### SHORT PROBLEM
Swap "pin" for "marker" in the rows from the line with "Task: set a pin on each instance of the riverbank, output" through the end of the rows, changing nothing else. Give back only those lines, and leave the pictures out.

--------------------------------------------------

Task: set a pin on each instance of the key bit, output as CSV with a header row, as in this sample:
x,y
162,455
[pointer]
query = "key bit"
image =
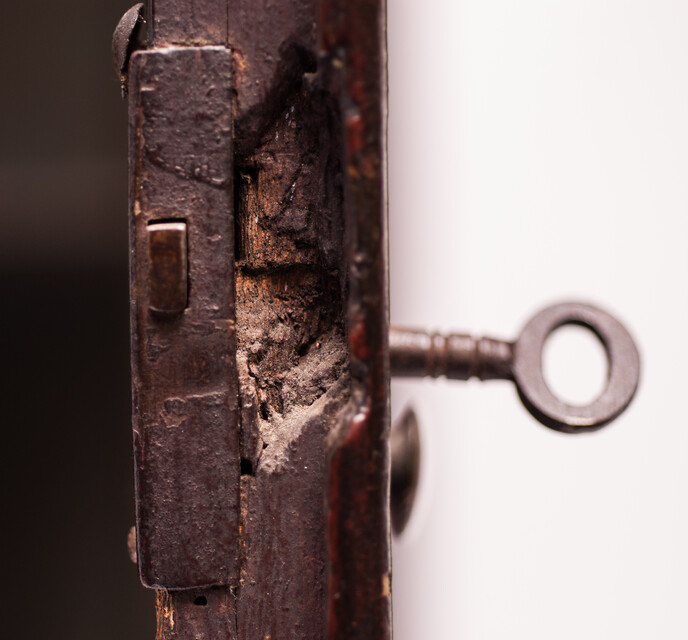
x,y
418,353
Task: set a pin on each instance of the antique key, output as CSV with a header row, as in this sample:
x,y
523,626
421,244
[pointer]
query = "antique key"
x,y
460,357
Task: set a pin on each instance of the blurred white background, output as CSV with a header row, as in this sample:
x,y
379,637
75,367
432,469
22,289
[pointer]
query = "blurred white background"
x,y
539,152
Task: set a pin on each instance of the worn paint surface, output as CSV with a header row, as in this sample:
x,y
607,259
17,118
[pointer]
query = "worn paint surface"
x,y
307,191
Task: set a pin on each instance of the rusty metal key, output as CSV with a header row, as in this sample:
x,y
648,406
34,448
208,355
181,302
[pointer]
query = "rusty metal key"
x,y
417,353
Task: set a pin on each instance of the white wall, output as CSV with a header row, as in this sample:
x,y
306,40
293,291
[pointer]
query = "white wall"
x,y
539,152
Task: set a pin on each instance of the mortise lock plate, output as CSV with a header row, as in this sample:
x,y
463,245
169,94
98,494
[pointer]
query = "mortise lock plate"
x,y
184,376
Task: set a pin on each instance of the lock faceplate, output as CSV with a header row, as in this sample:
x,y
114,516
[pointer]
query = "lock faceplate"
x,y
186,435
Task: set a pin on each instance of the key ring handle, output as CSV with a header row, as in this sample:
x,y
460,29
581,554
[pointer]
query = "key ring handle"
x,y
622,355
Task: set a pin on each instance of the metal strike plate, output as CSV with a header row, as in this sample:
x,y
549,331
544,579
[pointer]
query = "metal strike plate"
x,y
185,424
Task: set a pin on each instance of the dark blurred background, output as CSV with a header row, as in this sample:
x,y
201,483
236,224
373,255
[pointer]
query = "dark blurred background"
x,y
67,489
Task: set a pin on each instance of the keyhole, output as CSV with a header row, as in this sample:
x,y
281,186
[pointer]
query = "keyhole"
x,y
575,365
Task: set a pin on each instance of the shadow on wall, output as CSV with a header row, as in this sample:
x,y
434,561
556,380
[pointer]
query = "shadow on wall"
x,y
67,471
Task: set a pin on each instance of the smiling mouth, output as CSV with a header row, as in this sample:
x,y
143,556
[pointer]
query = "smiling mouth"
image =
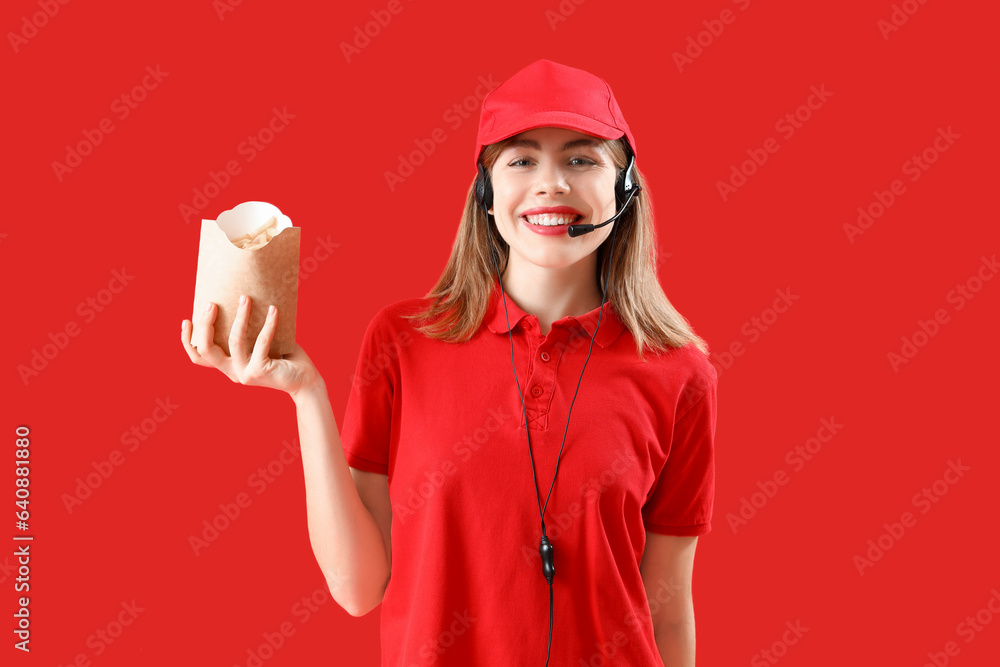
x,y
551,219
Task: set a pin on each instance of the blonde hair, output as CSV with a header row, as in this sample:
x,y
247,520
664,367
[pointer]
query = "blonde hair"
x,y
462,293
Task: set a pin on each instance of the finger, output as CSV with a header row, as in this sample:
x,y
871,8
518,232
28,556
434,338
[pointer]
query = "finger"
x,y
264,338
204,340
238,332
188,347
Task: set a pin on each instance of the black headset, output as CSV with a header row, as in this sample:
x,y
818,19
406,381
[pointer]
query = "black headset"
x,y
626,187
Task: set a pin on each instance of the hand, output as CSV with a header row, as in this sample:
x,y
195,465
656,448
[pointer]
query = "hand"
x,y
294,373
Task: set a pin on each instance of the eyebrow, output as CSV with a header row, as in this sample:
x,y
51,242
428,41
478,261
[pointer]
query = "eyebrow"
x,y
531,143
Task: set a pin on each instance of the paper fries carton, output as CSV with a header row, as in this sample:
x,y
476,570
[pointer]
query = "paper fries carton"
x,y
251,249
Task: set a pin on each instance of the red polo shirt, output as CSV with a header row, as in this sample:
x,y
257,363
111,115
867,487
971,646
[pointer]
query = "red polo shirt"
x,y
443,421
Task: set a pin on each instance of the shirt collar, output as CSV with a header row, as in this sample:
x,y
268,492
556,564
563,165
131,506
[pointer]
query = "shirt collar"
x,y
609,330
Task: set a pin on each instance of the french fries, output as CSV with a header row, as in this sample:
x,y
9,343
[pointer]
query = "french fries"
x,y
259,236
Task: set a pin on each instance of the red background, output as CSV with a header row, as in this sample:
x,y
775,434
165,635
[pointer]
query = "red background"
x,y
722,263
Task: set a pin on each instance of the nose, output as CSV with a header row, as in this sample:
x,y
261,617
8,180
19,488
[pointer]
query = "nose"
x,y
550,178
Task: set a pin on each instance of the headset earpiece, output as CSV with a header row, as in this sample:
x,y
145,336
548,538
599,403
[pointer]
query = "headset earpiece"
x,y
483,189
627,181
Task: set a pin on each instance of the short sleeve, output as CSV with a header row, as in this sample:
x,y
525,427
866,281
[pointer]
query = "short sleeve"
x,y
367,427
681,502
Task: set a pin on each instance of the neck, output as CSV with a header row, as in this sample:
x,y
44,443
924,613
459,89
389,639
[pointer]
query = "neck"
x,y
552,294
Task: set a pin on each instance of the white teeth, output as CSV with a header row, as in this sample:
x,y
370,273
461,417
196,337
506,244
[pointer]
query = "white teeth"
x,y
550,219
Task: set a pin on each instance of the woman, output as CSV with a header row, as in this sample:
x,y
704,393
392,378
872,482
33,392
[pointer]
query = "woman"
x,y
516,536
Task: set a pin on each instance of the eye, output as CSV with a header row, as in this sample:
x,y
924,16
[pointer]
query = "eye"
x,y
576,161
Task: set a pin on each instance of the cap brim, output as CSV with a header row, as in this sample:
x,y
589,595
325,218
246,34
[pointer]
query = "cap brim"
x,y
569,121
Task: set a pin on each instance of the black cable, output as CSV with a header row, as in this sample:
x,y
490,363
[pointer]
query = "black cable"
x,y
546,549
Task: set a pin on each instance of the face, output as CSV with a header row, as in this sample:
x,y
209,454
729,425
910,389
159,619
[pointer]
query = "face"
x,y
546,168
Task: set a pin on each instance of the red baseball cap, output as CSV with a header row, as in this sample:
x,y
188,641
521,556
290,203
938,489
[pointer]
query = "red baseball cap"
x,y
546,93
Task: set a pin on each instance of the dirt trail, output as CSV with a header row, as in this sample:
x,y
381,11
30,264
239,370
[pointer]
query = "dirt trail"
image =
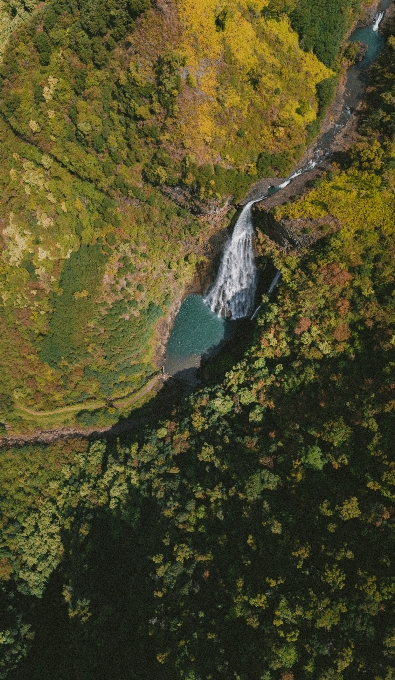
x,y
345,137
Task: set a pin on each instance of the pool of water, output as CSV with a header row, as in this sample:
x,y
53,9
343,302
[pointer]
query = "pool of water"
x,y
197,331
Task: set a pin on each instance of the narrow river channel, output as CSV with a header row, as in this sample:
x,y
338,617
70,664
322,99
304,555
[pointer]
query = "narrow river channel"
x,y
203,324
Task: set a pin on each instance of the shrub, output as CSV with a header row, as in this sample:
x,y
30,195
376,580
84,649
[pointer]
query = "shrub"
x,y
43,47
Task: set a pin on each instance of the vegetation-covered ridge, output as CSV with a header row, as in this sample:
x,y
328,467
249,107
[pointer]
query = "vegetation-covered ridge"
x,y
249,534
122,101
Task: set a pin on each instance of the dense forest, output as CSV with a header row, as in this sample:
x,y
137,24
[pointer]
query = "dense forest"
x,y
126,108
247,531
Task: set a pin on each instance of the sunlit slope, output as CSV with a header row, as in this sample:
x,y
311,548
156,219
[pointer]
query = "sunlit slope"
x,y
102,106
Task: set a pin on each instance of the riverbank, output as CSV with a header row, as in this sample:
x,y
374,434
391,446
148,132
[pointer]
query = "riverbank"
x,y
343,116
209,249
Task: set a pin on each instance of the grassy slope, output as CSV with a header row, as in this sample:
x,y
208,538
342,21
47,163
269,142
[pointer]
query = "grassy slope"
x,y
93,252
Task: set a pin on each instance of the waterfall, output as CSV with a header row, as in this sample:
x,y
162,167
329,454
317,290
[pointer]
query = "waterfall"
x,y
233,292
232,295
377,21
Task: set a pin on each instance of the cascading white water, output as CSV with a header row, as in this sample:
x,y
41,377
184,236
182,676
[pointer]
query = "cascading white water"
x,y
377,21
233,293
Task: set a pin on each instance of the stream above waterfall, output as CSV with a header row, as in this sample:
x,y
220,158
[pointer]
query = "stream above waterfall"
x,y
204,323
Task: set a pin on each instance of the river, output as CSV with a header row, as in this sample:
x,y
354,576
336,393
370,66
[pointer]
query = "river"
x,y
203,324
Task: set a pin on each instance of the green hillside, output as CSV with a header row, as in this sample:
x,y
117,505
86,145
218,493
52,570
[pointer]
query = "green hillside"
x,y
124,102
249,534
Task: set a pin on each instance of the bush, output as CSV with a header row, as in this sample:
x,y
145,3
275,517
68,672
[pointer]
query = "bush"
x,y
43,47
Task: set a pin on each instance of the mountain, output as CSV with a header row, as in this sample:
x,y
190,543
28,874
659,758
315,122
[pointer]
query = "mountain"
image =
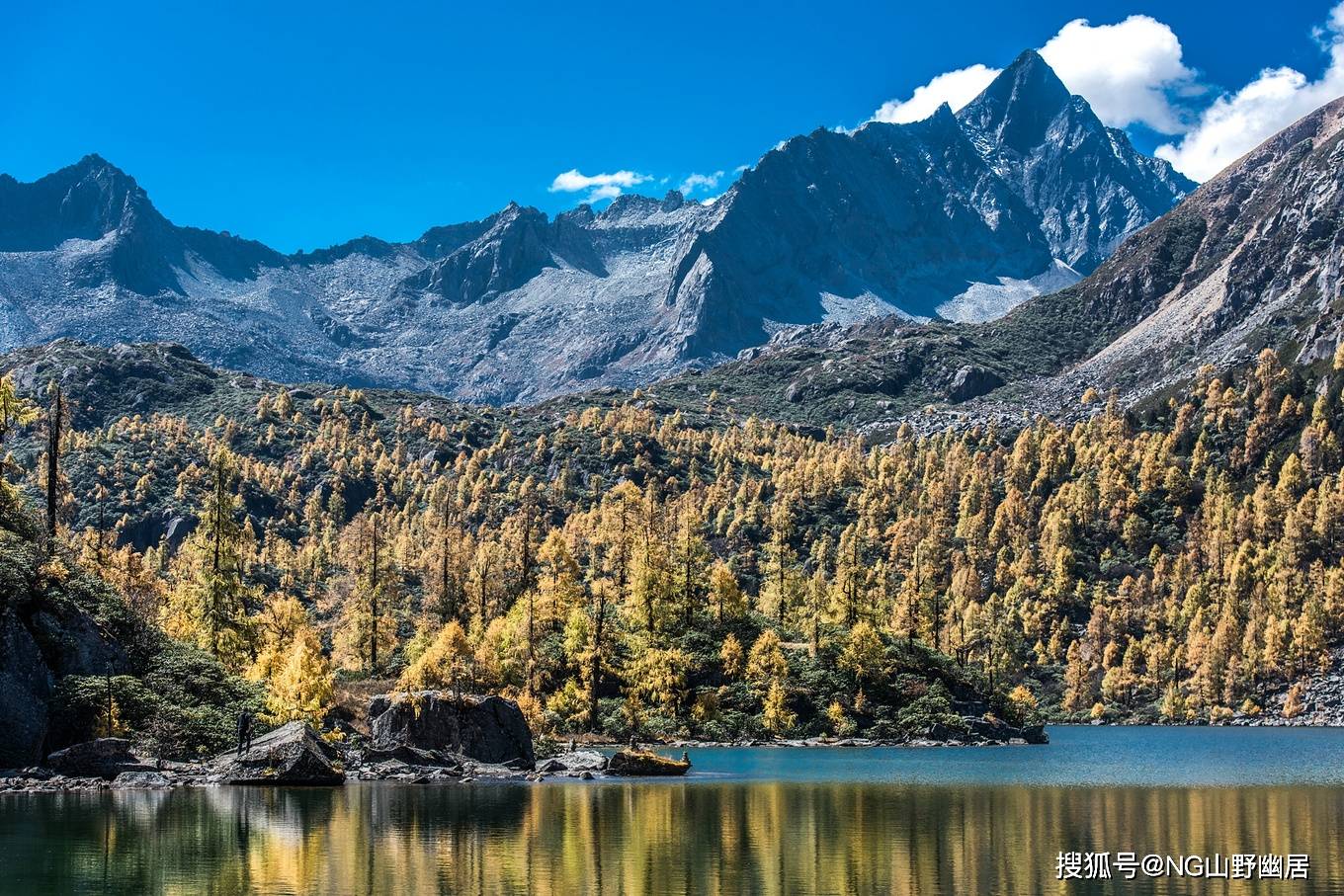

--------------------------------------------------

### RESPONSE TO THIS EXERCISE
Task: set a marker on each instance of the riverbank, output as CSV with a header row, as in this sample:
x,y
374,434
391,446
148,132
[pointer]
query = "riverbank"
x,y
343,116
209,249
Task: set a marker on each instance of the grassy slope, output as CSV with a header row, as in this sample:
x,y
208,538
342,21
47,163
269,142
[pointer]
query = "grassy slope"
x,y
93,252
Task: set a marker on each instance of the waterfall, output as CSV with a header row, as in this sample:
x,y
162,167
329,454
317,290
[pointer]
query = "waterfall"
x,y
233,292
232,295
377,21
Task: set a marker on each instance of the cascading white water, output as CSV with a header row, as in this sample:
x,y
41,377
184,236
182,676
[pointer]
query = "cascading white water"
x,y
377,21
233,293
Task: set a marker on each instance of the stream above waterfall, output as CSV with a header row, as in this sample:
x,y
220,158
[pointer]
query = "stream above waterfall"
x,y
204,323
Task: set a marker on each instance of the river, output as CSV with a header row, as in this sample:
x,y
354,576
336,393
370,66
[pointer]
query = "river"
x,y
203,324
Task: set a marker on each instance of the green hillside, output as CSV with a header row, as in this sample:
x,y
117,505
86,145
218,493
52,570
[pointer]
query = "green hillside"
x,y
124,102
249,534
Task: set a marker on each instance of the bush, output as CSV with a header row, as in this sample:
x,y
145,3
275,517
68,672
[pointer]
query = "bush"
x,y
43,47
Task: set a marker on each instance of the mountain, output as CSV with a header row, as in this sample:
x,y
190,543
28,874
659,758
315,122
[pointer]
query = "mountain"
image =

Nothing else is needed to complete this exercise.